• [REQUIRED TASK]
Report each line in the records below that contains the word "brown" by copying it in full.

• [LISTED RECORDS]
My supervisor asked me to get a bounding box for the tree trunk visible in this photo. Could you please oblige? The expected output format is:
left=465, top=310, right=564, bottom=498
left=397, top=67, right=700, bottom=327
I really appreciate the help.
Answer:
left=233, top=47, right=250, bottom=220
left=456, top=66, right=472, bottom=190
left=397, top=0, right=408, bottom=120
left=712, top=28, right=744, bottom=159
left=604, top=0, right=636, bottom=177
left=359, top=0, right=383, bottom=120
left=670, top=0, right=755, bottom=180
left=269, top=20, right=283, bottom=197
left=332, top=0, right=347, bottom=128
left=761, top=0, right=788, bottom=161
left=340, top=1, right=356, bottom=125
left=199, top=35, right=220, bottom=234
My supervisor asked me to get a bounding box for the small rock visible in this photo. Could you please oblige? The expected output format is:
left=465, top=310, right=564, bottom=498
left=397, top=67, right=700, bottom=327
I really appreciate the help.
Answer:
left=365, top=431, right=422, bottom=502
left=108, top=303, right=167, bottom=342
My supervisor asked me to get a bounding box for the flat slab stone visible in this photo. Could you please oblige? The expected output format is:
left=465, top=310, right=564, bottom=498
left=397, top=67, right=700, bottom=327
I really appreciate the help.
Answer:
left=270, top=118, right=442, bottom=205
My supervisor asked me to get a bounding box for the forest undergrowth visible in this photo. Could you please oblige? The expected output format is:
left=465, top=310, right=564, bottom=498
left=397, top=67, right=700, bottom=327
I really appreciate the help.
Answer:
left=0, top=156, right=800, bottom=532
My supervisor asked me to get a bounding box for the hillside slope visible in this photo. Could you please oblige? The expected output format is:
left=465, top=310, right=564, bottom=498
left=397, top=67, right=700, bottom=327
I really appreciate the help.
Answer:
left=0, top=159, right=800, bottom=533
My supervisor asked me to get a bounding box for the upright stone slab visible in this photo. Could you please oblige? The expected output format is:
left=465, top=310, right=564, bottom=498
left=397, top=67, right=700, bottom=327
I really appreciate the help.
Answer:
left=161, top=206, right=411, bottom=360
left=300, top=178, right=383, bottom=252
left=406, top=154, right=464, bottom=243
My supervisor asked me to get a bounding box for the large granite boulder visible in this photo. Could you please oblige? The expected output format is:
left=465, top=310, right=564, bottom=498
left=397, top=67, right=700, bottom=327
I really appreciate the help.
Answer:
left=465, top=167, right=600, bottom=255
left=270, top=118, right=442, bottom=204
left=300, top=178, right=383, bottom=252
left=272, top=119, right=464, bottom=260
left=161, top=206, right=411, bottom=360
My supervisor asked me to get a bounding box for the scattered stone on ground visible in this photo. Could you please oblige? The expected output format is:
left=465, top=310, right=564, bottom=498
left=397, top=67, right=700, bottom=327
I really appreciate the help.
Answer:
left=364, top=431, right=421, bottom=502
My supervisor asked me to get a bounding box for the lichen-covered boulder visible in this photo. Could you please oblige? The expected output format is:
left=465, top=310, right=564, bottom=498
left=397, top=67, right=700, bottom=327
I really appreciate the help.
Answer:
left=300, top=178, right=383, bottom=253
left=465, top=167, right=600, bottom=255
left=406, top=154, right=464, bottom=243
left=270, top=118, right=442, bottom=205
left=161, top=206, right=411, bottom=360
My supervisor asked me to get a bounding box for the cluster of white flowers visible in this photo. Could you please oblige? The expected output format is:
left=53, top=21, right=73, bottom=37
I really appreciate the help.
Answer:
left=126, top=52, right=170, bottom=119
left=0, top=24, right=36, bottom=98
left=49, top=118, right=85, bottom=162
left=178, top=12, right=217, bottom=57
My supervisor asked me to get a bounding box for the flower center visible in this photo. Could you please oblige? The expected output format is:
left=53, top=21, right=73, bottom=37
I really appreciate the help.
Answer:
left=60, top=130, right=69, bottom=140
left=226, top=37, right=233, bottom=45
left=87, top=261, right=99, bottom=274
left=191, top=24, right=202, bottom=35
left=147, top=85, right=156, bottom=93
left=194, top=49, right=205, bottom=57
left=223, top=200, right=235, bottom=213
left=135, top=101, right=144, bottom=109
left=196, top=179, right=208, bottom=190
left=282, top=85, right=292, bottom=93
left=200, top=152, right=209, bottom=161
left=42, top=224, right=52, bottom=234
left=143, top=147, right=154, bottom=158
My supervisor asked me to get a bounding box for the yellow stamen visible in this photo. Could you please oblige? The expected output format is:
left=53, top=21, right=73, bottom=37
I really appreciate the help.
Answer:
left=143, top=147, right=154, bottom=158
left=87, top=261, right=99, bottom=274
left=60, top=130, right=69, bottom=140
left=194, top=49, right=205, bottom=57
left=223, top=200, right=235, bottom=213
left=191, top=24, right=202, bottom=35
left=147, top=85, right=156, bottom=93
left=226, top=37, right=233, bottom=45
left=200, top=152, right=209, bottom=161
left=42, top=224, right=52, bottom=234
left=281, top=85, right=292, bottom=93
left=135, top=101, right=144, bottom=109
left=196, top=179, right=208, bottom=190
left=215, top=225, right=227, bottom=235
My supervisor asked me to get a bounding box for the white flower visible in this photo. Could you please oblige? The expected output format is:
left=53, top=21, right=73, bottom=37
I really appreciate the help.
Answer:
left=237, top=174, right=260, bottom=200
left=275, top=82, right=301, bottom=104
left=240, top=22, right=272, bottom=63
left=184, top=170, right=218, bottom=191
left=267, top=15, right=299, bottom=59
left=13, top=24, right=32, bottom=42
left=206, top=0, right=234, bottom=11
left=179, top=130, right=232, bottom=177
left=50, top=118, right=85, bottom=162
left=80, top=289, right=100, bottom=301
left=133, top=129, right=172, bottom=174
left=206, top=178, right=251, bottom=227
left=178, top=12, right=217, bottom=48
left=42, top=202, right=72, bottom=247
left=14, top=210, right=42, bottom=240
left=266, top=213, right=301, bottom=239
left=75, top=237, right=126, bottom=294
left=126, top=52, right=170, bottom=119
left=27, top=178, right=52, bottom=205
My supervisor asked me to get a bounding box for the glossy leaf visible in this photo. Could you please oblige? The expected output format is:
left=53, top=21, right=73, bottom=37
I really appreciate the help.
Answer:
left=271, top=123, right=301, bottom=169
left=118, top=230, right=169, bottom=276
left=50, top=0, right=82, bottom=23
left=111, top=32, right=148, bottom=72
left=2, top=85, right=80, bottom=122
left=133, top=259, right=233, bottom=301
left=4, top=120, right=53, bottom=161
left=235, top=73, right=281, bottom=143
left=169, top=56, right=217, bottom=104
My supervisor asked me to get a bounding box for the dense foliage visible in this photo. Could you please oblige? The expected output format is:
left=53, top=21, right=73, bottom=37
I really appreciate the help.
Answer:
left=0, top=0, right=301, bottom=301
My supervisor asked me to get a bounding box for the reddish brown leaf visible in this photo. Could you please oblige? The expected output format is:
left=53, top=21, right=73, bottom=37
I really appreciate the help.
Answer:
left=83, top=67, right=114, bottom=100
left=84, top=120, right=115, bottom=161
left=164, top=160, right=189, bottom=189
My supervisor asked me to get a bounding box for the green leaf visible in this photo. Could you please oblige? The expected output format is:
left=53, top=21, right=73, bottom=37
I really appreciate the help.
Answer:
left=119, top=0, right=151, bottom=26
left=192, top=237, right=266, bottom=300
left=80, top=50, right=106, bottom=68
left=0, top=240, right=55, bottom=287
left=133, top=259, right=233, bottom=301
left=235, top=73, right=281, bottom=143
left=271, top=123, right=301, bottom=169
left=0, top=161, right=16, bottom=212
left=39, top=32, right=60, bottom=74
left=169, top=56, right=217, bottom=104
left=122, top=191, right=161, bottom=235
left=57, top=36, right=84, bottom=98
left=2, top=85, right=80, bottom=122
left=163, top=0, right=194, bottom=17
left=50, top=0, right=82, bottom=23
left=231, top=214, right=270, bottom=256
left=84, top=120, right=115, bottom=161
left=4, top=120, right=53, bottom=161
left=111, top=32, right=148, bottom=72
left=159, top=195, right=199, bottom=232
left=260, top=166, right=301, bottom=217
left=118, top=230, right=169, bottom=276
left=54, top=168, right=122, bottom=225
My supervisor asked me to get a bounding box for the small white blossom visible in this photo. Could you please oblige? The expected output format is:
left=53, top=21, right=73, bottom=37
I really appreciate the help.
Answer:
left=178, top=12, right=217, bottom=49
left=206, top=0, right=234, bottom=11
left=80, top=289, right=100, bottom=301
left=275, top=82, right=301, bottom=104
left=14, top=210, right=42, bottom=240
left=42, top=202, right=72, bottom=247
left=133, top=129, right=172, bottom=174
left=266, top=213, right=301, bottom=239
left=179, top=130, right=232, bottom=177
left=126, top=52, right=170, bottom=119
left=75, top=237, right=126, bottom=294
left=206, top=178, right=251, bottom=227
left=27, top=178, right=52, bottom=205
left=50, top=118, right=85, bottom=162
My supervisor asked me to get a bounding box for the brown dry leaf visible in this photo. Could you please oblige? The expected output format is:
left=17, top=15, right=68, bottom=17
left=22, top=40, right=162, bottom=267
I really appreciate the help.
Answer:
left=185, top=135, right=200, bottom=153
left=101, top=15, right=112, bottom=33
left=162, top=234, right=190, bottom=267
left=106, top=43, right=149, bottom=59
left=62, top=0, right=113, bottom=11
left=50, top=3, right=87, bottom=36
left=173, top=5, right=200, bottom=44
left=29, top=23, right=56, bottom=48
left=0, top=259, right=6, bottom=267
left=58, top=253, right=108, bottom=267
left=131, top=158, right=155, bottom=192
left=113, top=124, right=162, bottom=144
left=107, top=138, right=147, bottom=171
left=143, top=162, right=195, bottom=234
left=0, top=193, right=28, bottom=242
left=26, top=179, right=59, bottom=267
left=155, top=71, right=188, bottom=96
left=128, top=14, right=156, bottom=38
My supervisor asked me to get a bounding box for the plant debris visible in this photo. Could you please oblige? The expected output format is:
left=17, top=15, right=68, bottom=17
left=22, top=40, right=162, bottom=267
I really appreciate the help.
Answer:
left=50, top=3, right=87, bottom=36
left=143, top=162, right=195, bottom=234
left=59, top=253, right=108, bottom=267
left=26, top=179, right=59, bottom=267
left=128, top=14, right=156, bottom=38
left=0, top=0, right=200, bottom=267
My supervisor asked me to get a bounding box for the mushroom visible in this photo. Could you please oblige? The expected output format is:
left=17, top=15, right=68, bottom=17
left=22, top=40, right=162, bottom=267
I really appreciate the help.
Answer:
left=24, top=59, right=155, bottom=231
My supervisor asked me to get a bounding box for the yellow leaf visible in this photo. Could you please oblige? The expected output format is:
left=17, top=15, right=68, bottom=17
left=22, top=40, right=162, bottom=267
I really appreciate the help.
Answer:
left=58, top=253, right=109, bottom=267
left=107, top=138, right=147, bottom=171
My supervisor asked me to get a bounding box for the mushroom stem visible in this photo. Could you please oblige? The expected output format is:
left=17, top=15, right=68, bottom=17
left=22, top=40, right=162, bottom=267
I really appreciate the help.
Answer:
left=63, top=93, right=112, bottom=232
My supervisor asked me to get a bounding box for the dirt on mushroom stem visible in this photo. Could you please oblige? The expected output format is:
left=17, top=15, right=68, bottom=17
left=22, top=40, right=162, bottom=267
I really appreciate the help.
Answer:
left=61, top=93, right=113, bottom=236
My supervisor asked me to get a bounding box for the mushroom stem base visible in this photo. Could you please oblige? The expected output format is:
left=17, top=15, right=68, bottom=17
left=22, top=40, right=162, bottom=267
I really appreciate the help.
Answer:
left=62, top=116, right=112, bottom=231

• [WRITTEN SOLUTION]
My supervisor asked me to get a bounding box for the reddish brown leaf visible in this photo. Could you please oblige? The expected output format is:
My supervisor asked me to get a bounding box for the brown dry leaf visible in this photo. Could you please oblige? The expected output format is:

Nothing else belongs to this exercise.